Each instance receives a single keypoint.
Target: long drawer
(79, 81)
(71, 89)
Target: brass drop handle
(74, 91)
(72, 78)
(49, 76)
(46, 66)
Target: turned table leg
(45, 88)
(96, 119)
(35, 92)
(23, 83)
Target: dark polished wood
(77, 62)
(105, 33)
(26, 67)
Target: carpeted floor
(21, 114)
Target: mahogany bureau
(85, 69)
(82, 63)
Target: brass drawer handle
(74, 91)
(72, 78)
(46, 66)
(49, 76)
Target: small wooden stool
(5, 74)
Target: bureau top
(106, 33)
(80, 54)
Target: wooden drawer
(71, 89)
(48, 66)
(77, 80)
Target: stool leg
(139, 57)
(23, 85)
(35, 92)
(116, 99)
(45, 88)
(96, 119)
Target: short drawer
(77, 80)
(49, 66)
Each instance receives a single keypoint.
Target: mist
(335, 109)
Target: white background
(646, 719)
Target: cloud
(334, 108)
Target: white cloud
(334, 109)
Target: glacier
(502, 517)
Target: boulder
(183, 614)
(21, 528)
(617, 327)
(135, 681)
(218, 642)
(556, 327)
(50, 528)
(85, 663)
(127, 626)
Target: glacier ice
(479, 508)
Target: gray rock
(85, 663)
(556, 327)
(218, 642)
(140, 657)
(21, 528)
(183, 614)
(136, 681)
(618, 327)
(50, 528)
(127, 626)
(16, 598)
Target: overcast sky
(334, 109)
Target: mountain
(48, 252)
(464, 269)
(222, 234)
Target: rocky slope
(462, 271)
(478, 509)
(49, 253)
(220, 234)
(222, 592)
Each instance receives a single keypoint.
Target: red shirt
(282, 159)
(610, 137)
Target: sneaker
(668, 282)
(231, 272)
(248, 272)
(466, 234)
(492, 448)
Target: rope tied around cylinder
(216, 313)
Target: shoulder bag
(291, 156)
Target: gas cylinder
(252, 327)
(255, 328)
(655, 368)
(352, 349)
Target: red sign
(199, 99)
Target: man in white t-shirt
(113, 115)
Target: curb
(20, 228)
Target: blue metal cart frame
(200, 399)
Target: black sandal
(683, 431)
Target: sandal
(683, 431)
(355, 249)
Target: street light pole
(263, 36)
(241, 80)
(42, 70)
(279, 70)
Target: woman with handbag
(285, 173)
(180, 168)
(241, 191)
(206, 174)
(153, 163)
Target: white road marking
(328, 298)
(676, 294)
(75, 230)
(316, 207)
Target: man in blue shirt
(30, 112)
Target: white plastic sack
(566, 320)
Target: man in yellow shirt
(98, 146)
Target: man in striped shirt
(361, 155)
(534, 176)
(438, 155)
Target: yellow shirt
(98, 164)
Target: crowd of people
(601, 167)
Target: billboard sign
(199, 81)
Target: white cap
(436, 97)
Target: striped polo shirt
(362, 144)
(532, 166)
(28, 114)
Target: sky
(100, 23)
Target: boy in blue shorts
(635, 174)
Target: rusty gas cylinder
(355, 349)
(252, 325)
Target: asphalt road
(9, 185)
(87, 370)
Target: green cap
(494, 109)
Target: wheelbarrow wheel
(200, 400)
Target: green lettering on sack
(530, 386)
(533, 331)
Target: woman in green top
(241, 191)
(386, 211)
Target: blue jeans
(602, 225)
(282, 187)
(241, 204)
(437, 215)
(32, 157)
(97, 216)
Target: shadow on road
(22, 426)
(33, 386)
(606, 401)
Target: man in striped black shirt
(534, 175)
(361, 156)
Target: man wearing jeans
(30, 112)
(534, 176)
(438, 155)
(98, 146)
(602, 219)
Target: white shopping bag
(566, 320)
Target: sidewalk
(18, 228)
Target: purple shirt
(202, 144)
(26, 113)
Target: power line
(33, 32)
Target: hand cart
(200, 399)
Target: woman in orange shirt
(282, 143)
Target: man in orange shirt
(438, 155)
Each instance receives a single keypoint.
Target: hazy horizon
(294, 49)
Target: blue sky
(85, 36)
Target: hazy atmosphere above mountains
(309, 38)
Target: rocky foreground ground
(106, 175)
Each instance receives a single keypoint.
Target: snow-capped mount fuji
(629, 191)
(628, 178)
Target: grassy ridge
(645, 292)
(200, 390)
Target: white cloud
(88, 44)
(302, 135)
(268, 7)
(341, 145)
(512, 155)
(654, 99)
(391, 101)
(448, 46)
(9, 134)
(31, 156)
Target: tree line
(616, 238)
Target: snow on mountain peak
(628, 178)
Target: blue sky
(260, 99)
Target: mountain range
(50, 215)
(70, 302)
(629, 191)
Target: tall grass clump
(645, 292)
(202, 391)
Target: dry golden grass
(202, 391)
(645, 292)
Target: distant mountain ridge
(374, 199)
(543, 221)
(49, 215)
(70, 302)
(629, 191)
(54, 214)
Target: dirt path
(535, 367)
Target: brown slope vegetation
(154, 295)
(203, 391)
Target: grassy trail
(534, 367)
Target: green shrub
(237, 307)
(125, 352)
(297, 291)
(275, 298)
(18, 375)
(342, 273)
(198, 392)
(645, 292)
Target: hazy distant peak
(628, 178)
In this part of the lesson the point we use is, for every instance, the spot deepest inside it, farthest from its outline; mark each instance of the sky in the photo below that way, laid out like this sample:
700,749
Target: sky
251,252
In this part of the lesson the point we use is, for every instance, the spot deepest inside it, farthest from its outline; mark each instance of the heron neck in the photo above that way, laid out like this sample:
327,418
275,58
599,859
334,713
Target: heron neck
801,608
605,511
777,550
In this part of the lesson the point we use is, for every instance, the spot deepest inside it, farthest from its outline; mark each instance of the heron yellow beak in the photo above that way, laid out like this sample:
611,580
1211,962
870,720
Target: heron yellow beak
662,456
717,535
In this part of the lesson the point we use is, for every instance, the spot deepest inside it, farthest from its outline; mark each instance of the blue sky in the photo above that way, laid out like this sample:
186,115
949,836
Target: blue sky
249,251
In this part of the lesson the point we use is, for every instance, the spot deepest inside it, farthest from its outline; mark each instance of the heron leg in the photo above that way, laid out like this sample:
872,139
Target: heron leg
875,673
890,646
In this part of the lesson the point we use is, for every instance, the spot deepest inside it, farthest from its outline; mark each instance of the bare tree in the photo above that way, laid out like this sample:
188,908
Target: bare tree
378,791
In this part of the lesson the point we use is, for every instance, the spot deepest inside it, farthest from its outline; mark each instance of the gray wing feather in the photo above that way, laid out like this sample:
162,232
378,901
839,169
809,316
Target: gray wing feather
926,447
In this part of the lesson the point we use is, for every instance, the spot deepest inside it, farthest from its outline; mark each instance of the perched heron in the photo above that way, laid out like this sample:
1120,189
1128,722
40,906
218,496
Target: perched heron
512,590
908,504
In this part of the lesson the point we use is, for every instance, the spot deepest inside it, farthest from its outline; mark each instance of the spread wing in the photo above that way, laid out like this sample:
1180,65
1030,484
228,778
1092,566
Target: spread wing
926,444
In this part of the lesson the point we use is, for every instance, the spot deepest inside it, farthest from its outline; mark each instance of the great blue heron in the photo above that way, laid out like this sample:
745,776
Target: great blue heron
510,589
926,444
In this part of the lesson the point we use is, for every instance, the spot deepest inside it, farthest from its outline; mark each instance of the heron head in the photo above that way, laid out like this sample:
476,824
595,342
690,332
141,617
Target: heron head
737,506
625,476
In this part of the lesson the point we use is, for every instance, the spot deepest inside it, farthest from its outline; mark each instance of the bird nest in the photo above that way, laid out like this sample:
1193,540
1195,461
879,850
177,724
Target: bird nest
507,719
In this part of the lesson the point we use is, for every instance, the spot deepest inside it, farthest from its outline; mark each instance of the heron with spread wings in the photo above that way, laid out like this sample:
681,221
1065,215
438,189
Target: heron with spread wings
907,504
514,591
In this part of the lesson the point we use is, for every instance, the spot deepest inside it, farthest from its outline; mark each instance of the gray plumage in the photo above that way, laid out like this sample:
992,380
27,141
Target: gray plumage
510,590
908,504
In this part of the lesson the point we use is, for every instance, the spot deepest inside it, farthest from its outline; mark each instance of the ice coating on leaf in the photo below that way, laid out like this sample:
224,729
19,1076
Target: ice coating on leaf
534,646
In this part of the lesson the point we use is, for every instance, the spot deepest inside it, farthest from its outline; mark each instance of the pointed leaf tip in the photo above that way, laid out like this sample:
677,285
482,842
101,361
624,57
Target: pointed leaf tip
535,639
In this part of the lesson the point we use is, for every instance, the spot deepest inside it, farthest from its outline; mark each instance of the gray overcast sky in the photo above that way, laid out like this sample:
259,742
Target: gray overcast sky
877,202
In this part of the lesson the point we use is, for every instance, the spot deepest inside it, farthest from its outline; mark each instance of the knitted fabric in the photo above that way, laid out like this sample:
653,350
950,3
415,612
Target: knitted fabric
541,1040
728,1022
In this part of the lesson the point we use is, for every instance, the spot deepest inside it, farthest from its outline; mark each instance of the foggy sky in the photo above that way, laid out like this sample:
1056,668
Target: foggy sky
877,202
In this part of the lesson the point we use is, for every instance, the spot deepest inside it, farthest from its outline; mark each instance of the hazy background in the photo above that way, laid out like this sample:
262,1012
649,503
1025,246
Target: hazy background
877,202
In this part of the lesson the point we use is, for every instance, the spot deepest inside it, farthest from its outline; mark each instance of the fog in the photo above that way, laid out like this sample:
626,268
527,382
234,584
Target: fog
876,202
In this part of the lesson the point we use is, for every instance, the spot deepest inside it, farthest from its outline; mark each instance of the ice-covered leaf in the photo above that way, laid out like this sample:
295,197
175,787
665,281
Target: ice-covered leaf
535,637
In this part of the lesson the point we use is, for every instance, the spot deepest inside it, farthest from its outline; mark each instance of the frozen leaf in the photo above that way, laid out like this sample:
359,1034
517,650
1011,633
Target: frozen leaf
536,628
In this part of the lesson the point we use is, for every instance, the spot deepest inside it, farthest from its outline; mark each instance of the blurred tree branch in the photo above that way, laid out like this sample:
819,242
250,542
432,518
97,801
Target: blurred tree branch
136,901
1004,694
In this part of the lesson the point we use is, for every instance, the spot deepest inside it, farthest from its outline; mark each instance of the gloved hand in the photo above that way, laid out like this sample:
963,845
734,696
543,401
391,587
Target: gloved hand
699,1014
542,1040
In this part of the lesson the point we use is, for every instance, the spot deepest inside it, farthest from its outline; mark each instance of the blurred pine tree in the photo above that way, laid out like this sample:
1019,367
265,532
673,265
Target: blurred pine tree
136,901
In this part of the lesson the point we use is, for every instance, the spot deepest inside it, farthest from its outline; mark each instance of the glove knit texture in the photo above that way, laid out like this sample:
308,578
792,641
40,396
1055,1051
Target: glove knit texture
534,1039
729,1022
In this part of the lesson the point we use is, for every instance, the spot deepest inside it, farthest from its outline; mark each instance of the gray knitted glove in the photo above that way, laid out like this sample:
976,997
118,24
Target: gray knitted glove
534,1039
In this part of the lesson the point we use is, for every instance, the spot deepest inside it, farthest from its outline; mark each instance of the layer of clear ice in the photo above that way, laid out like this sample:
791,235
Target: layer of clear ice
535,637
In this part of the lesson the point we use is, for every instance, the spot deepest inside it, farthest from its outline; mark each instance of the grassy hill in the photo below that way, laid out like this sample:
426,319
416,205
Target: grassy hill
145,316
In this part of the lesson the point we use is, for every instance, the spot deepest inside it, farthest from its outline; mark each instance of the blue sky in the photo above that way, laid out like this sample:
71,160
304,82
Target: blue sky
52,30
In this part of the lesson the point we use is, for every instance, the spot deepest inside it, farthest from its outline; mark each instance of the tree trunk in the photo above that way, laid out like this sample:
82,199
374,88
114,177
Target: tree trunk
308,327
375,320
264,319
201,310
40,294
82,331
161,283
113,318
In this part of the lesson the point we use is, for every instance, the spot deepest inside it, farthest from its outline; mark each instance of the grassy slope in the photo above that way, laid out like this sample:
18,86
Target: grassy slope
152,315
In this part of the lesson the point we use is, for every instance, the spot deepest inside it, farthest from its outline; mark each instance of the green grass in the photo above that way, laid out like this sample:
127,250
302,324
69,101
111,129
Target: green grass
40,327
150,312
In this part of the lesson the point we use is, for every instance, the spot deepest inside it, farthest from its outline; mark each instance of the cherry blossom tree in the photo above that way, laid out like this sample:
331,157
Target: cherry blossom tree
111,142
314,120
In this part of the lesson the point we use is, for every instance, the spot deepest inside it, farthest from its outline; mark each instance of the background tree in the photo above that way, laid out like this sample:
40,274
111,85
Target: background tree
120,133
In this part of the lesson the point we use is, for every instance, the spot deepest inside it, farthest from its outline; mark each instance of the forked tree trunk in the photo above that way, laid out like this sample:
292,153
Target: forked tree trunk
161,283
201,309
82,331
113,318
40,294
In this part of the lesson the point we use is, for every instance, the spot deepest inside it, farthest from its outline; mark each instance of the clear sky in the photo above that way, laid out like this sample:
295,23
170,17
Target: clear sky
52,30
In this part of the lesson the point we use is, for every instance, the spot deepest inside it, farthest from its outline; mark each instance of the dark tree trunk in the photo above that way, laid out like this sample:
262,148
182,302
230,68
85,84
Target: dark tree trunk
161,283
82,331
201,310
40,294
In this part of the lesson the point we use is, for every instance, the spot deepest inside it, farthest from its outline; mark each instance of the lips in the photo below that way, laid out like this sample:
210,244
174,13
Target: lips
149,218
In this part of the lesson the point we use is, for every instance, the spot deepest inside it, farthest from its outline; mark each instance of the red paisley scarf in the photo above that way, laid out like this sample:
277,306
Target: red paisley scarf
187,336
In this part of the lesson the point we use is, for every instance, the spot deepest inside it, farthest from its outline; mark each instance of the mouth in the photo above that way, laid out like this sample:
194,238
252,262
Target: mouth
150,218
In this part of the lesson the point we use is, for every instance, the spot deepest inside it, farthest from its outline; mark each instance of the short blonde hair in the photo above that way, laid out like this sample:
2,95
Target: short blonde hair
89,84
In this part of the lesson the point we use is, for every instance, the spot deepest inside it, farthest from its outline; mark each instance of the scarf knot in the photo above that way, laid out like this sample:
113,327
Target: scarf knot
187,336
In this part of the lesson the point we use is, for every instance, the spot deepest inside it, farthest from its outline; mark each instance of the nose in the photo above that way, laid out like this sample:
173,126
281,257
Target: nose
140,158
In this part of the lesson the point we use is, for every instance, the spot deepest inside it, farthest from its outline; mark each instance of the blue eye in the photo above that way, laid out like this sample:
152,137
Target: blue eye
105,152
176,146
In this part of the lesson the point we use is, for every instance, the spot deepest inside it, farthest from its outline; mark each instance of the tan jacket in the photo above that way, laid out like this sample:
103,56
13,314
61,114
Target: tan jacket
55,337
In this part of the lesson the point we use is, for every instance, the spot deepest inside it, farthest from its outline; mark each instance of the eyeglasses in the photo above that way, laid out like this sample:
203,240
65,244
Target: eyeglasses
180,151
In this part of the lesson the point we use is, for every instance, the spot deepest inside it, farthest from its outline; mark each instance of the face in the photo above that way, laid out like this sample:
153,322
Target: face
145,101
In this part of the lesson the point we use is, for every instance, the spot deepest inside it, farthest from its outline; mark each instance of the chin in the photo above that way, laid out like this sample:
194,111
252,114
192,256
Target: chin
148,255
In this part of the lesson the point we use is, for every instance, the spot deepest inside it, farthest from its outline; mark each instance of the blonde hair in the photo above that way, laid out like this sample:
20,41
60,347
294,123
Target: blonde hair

§ **WHAT IS EXPECTED**
When a line in the records above contains the word "below", copy it.

§ **EXERCISE RESULT**
In this part of the lesson the point we use is, for every instance, the spot deepest inside it, farthest from its outline; mark each instance of the sky in the photo below that way, laid out like this sample:
In this part of the lesson the point we use is, for every instance, the spot deepest inside it, farthest from its outline; mark each instance of the ice coating on leaf in the photo below that way, laid out like this sample:
In this part of the lesson the point we use is, for every instance, the spot deepest inside it, farthest from its outline; mark each instance of the grassy hill in the photo below that way, laid out like this sample:
In this part of the lesson the point we use is, for every instance, the spot deepest inside it, farthest from its outline; mark each instance of the lips in the photo below that way, laid out like this sample:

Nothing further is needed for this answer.